## What to do
Give back every line exactly as it appears, pictures excluded.

## Records for the exercise
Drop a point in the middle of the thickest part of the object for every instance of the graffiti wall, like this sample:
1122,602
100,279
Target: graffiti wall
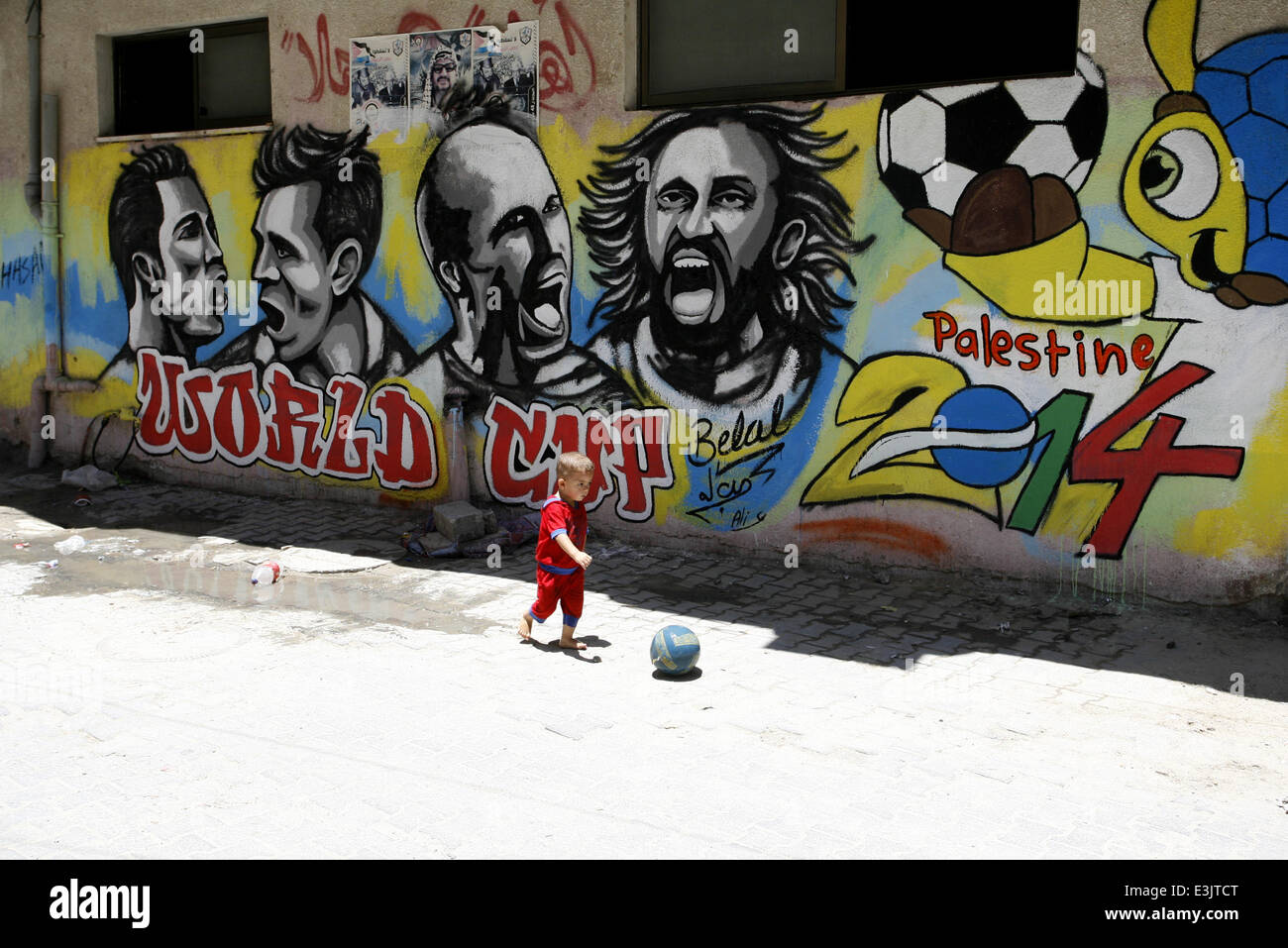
1020,327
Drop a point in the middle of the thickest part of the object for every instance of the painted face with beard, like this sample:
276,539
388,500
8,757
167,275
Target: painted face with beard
709,217
516,278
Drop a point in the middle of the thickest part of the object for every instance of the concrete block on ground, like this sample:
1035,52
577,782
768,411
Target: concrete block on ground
459,520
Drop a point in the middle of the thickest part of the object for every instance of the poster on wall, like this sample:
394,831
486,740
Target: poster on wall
505,63
441,62
378,80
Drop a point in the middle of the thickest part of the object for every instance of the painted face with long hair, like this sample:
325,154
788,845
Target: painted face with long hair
709,214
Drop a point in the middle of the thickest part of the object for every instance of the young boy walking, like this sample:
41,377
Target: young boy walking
561,561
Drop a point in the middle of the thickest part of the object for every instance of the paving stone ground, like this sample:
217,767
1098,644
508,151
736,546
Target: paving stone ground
154,703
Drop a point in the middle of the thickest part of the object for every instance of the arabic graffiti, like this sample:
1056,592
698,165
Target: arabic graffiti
329,67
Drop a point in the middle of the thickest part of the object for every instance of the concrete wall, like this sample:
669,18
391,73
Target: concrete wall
816,338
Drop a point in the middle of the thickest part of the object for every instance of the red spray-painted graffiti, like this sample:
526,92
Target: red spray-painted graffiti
568,71
523,447
329,67
204,412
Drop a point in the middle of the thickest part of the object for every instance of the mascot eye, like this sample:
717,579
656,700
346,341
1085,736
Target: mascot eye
1180,174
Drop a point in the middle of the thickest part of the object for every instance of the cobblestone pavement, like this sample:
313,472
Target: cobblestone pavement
154,703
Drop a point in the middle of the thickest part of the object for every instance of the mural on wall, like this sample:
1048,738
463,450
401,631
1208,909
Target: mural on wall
494,235
165,249
717,236
733,311
1012,227
321,201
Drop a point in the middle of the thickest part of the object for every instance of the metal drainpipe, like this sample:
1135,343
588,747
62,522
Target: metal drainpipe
33,187
43,128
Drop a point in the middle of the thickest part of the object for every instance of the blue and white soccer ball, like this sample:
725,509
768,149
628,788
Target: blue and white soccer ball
675,651
931,143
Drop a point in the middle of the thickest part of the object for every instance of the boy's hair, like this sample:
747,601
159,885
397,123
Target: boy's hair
574,463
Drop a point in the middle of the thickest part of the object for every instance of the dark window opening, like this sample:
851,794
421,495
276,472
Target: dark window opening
162,84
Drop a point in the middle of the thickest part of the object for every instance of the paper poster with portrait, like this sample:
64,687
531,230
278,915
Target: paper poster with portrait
441,72
378,82
505,64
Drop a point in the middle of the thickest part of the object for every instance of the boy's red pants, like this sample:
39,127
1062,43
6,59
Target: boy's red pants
555,587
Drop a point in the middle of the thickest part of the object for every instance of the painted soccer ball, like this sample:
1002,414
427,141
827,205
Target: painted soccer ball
675,651
1244,85
931,143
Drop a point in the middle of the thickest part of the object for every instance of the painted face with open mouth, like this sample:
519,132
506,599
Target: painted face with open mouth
189,250
709,218
696,281
541,303
291,269
515,275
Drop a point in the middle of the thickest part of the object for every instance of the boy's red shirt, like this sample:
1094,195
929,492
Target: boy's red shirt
561,517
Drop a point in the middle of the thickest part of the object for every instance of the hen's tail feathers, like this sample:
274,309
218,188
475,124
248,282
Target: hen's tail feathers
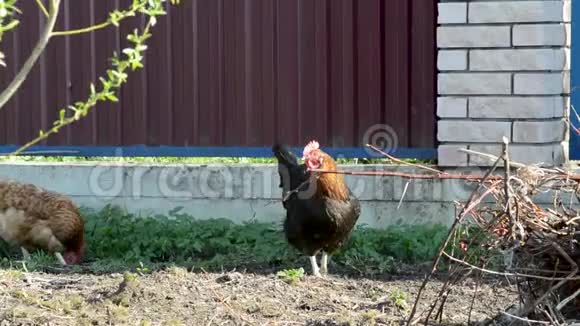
284,155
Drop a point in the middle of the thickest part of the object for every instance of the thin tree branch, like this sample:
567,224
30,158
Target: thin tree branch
7,94
43,8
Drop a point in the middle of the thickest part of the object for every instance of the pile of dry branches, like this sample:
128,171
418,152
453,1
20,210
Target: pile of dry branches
502,230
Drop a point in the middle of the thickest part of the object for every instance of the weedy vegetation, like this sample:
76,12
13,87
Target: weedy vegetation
118,241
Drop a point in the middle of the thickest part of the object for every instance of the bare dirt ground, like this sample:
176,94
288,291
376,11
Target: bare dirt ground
178,297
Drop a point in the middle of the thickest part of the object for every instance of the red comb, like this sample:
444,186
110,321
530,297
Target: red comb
312,145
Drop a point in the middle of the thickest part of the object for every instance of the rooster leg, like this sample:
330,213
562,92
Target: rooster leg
315,269
25,253
324,263
61,260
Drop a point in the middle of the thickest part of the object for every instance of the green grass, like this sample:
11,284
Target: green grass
118,241
183,160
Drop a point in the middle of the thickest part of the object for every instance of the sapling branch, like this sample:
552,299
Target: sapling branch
7,94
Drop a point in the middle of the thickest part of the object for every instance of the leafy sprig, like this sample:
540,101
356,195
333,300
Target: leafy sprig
131,59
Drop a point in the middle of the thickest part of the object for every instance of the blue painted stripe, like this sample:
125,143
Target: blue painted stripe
575,80
178,151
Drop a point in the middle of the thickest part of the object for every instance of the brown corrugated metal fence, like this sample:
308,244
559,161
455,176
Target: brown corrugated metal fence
236,73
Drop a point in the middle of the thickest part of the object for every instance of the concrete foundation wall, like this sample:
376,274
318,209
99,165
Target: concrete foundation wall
239,192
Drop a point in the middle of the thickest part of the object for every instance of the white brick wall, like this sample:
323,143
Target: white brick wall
503,71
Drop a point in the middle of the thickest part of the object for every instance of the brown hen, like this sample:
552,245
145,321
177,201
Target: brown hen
34,218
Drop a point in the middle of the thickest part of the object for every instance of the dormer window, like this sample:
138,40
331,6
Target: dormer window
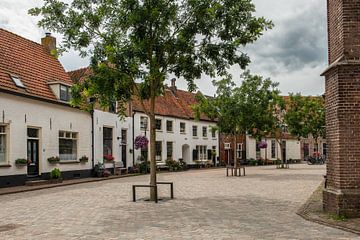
17,81
65,93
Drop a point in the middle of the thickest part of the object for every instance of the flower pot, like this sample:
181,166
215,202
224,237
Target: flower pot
20,165
55,180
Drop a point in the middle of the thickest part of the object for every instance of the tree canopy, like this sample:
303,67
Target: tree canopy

## Reply
Drop a point in the middle of the thickest part of the object for every instance of the graffiti wall, like this sample:
1122,602
100,279
Target: graffiti wall
1020,327
Drop a point in the middle of the thickest part of the object for every instance of the painted face with beard, like this sample:
276,539
388,500
8,757
167,275
Target: painted face with beard
709,217
516,278
Drop a point in the middle of the thickest part of the object for every instance of the concrete block on ground, like this sample:
1035,52
577,782
768,411
Target: concrete block on ground
459,520
Drop a point in the middle of the thickest part of the object for every instance of the poster on wall, like this sample:
394,831
486,740
Target: poster on wall
505,63
441,62
378,80
Drop a point in the middle of the thickest part of the object for every instance of the painted face with long hair, like this sample:
325,154
788,845
Target: painted face with long hair
709,214
Drop a point in the middle of the thickest part of the object for every instance of the young boy walking, like this sample:
41,377
Target: young boy walking
561,561
Drop a point in the middle of the thickest part of the object for every instance of the paving stone ground, like this sample:
217,767
1098,644
508,151
736,546
Target: paving stone ground
154,703
Drop a point in the middle of the thickest part of the object for every instance of the arabic graffiti, like this sample:
1056,592
698,165
Target: arabic graffiti
329,67
Drop a point in the middle of the thickest part of the object for every instance of the concrete wall, like this sample:
669,18
391,73
Target: concrete wall
816,338
Drop a point in the middle of the thickest part of the object for every instance of the red spray-painted graffiti, like this sample:
526,92
Target: red spray-painted graffiti
568,71
523,447
329,67
204,412
Drop a point in the middle of the thickest part of the object for every instance of the mascot eye, like this sample:
717,579
656,700
346,341
1085,736
Target: mascot eye
1180,174
Drop a point in the middle of the thickest part of the object for every instance of the cobblestone pavement, like this sample:
313,472
Target: cobblestone pavement
154,703
Drop a point in the middle of the thickest part of the object for every instance of the mural on wall, like this sample:
1048,738
463,450
401,631
1208,909
Target: mural on wall
494,235
165,249
717,236
733,311
1012,227
321,201
Drop a point in the middle of the thickest part of the object for every instance of the metal drainpipe, like this sample:
1135,343
588,747
62,522
Target: metal drainpipe
33,187
43,128
Drop a point in the middle of the thickest part of the object for every instance of the blue and white soccer ball, like this sample:
725,509
768,149
628,788
Target: blue and white soccer ball
675,651
931,143
Drop a point in the middle of the thickest part of the object for every instance of the boy's hair, like this sample:
747,601
159,885
397,123
Target: boy's hair
574,463
Drop a point in the middle of the thickest part of the object for every instance of the dark window opening, like this sample:
851,794
421,495
276,472
Target: dark window opening
162,84
Drop a point in the middle of the thickest part of the object for every instance of the paper poster with portrait, like this sample:
64,687
531,230
278,915
Target: paper poster with portrait
441,72
378,82
505,64
Drop a point in the middle of the thickest part of the object for every instance of the boy's red pants, like this sample:
39,127
1062,43
6,59
Target: boy's red pants
555,587
Drop a point in the middle of the thickest part of the object for every instance of the painted soccer ball, like this sample:
1002,414
427,141
827,205
Target: painted soccer ball
675,651
1244,85
931,143
Drop a point in the middle of the thickest part of the object for every instance of the painted face with open mouth, like this sample:
519,132
506,599
Target: painted face with open mouth
189,250
709,218
696,281
541,303
291,269
515,275
Drop a point in the middle of the thickest part of the object for every instance of the boy's red shirt, like this sample:
1094,195
929,492
Target: boy's red shirt
561,517
Drop a point in the middle of the thickest part of the object for every instance of the hen's tail feathers, like this sample:
274,309
218,188
475,124
248,282
Target: hen's tail feathers
284,155
Drop a point in the middle of the thickest part of the object for every instance of the thin tree branch, like this sample:
567,224
30,158
Target: thin tree branch
7,94
43,8
Drop a point in the middle of the thickest part of the object for every instance of the pile of dry branches, like this sample:
128,171
418,152
453,1
20,210
Target: pile of dry branches
502,230
Drop a point in the middle of the thickest part of the object for every instance of the weedy vegetation, like this sample:
76,12
13,87
Target: weedy vegetation
118,241
Drop a point in the middle of the thickest part of the object for every instance of the bare dirt ground, like this sample:
176,94
288,291
376,11
Target: bare dirt ground
178,297
Drop a point in the middle of the thickest part of the object for every instance of the red comb, like this sample:
444,186
110,321
530,297
Target: red comb
312,145
Drop a point in the middle of the thickest part of the object for every instance of the rooster leg, like this sample:
330,213
562,92
Target: rooster leg
315,269
25,253
324,263
61,260
Drop a point in the middle of the thickest part of the object for every instance of the green grass, like this sample:
11,284
Target: green grass
118,241
183,160
Drop a point in the middle of the thickest part of the object for every instance of the sapling branch, like this sample:
552,299
Target: sapling branch
7,94
Drop a point in the middle of the thickest part of the object for every instance of the leafy sprig, like this sample:
540,101
356,195
333,300
Target: leafy sprig
131,59
Drop a point in the middle of the thickest part of the object for every instance of the blue painted stripe, like this sample:
125,143
Target: blue painted stripe
575,80
178,151
Drop a point in the middle of the thickest part of the object for every instance of the brown corrugated metal fence, like this sample:
308,244
559,161
455,176
Target: brown corrugated metal fence
236,73
Drop a point in the middle of the thickest part of the object for every instance of the concrete foundation wall, like this sample:
376,274
318,209
99,165
Target: concrete foundation wall
239,192
Drop a point in the middle of the thickest part of the object for every instance of the white brick wall, like this sample:
323,143
Target: white brick wall
503,71
Drop a point in the middle of the thickest part of the object for every instance of the brown hen, like this sample:
552,245
145,321
177,201
Target: brown hen
34,218
Drop a point in the middle of the thickest part of the object for every instance of the dormer window, like this sample:
138,40
331,6
Target: dormer window
17,81
65,93
Drop a point in the middle of the thickest part of the object for every instance of the flower pot, like this sample:
181,166
215,202
224,237
Target: flower pot
20,165
55,180
Drop a point in the middle of the thickest part of the object for every instance of the tree canopy, like this sample:
303,67
Target: tree canopy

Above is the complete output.